▶ Entries for locating named things
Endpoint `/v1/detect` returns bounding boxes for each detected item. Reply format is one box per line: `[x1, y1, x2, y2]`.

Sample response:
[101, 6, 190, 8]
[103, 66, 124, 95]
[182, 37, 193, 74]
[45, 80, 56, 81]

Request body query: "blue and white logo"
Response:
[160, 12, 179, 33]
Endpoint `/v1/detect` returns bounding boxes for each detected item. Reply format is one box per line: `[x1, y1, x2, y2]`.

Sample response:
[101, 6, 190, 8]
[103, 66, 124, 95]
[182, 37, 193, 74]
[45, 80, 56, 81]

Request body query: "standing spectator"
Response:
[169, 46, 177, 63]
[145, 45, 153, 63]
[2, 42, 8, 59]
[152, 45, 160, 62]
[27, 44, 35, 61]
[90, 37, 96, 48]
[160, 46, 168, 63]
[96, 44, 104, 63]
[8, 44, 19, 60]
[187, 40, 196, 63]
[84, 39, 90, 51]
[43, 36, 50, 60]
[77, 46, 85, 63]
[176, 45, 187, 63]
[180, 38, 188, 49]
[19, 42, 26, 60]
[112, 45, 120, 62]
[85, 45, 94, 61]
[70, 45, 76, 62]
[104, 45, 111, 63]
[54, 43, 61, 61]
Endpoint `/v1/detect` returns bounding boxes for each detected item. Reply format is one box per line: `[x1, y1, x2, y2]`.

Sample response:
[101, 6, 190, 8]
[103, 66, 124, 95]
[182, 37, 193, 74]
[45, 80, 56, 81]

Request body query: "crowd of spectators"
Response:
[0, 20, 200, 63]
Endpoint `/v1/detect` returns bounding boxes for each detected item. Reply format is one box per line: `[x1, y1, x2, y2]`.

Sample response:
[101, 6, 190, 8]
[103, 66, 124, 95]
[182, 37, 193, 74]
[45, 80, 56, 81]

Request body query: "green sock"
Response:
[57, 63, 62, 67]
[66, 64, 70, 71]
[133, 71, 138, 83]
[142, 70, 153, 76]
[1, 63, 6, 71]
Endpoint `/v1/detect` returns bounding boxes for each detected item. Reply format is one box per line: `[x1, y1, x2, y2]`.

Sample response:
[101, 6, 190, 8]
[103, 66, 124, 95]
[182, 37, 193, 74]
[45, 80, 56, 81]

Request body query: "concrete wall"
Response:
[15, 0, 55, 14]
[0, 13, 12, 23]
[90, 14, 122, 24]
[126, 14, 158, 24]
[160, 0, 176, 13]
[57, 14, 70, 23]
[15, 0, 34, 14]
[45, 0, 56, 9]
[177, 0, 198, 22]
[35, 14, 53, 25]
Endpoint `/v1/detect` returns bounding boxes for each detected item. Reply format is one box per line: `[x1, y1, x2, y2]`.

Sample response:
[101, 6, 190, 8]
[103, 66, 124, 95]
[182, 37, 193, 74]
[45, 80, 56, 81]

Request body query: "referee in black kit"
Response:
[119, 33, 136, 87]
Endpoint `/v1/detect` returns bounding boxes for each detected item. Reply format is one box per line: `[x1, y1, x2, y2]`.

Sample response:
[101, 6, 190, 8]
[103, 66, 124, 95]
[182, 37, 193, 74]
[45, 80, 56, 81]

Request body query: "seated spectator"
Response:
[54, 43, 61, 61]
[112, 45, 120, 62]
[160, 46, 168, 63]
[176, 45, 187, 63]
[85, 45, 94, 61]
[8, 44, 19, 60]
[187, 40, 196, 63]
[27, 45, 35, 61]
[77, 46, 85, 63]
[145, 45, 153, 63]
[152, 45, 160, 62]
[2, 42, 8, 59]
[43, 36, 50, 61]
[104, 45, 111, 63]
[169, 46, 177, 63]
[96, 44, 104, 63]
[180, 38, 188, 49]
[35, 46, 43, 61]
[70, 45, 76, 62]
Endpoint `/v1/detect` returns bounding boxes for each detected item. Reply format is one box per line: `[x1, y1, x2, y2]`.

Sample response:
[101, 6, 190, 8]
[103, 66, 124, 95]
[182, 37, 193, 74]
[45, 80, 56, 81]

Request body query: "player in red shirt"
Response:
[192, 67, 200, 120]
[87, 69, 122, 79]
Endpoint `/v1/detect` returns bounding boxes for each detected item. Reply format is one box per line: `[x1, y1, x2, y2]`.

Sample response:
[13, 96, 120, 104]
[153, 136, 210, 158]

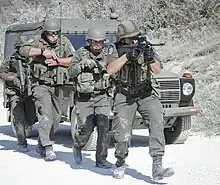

▶ YOUR GOAL
Reproduce every record above word for word, leaving out the pictures.

▶ TASK RESULT
Endpoint `/v1/detect` returns bounding boxes for each detected item. Reply format is one box per line: `[x1, y1, x2, y2]`.

Sample response:
[101, 6, 190, 8]
[103, 66, 124, 95]
[182, 37, 193, 74]
[45, 80, 56, 81]

Request body query: "blue and white logo"
Response:
[160, 12, 179, 33]
Endpoint `/v1/detect` returns bounding boxes for each detected item. Reply format is one box per line: `[x1, y1, x2, y2]`.

Sample response:
[101, 6, 190, 8]
[103, 66, 124, 95]
[182, 37, 193, 74]
[45, 80, 56, 81]

Request body query: "standing spectator"
Response:
[169, 46, 177, 63]
[145, 45, 153, 63]
[2, 42, 8, 59]
[152, 45, 160, 62]
[27, 44, 35, 61]
[90, 37, 96, 48]
[160, 46, 168, 63]
[96, 44, 104, 63]
[8, 44, 19, 60]
[187, 40, 196, 63]
[84, 39, 90, 51]
[43, 36, 50, 60]
[77, 46, 85, 63]
[176, 45, 187, 63]
[180, 38, 188, 49]
[19, 42, 26, 60]
[112, 45, 120, 62]
[85, 45, 94, 61]
[70, 45, 76, 62]
[104, 45, 111, 63]
[54, 43, 61, 61]
Endpoint `/v1/detect` returns bounding boxes for each detected item. Reply format is one box per line: `[x1, y1, x2, y2]`.

Sample response:
[101, 6, 190, 8]
[103, 66, 124, 95]
[182, 37, 193, 74]
[45, 80, 56, 81]

Request body query: "crowd of spectators"
Response:
[0, 20, 200, 63]
Endpoint `/v1/detect` returns bounding boxes for each detected item. Reply format is one box per line: `[x1, y1, x2, y2]`.

Sample response:
[101, 6, 190, 8]
[103, 66, 124, 95]
[182, 37, 193, 74]
[45, 80, 56, 81]

Request body query: "green sock"
Response:
[57, 63, 62, 67]
[66, 64, 70, 71]
[133, 71, 138, 83]
[142, 70, 153, 76]
[1, 63, 6, 71]
Endpoint `/v1/detect` returns bounding boxes for each detected item. Reply format is one box per line: `[x1, y1, x2, y2]`.

Sample response:
[101, 6, 190, 8]
[103, 66, 124, 95]
[182, 37, 193, 74]
[45, 80, 56, 81]

Request body query: "concrete wall"
Response:
[15, 0, 55, 14]
[0, 13, 12, 23]
[90, 14, 122, 24]
[126, 14, 158, 24]
[160, 0, 176, 13]
[57, 14, 70, 23]
[15, 0, 34, 14]
[45, 0, 56, 9]
[177, 0, 198, 22]
[35, 14, 53, 25]
Endpoint `/v1/detect` returns bounding boxes for each detected item. Reply format is one box per line: `[x1, y1, x2, y2]`.

Sample response:
[101, 6, 190, 8]
[103, 66, 124, 95]
[182, 37, 193, 74]
[45, 80, 56, 81]

Request body query: "referee in black kit"
Response:
[119, 33, 136, 87]
Endpoint `/v1/detect` returns bounding boxes for each detected item. Reply format is one box per line: `[x1, y1, x2, y2]`.

Sample response:
[101, 6, 190, 8]
[103, 66, 124, 95]
[182, 37, 193, 74]
[45, 80, 56, 81]

Request body query: "seated spectator"
Response:
[54, 43, 61, 61]
[112, 45, 120, 62]
[160, 46, 168, 63]
[176, 45, 187, 63]
[85, 45, 94, 61]
[8, 44, 19, 60]
[187, 40, 196, 63]
[27, 45, 35, 61]
[77, 46, 85, 63]
[145, 45, 153, 63]
[152, 45, 160, 62]
[2, 42, 8, 59]
[43, 36, 50, 61]
[104, 45, 111, 63]
[169, 46, 177, 63]
[96, 44, 104, 63]
[180, 38, 188, 49]
[35, 46, 43, 61]
[70, 45, 76, 62]
Endpoint `/v1/detect` returns bounding boxes for each detected item. Reply format is one box per line: `[x1, y1, x2, y2]`.

Sample response:
[101, 6, 190, 8]
[103, 66, 124, 95]
[182, 37, 193, 74]
[45, 80, 56, 81]

Request body query: "player in red shirt"
Response:
[192, 67, 200, 120]
[87, 69, 122, 79]
Endpoint `/v1/detect` returns bounding boxes for each detected item. Reply format is one box per line: `[x1, y1, x2, y2]`.

Sample response:
[13, 96, 120, 104]
[153, 136, 210, 158]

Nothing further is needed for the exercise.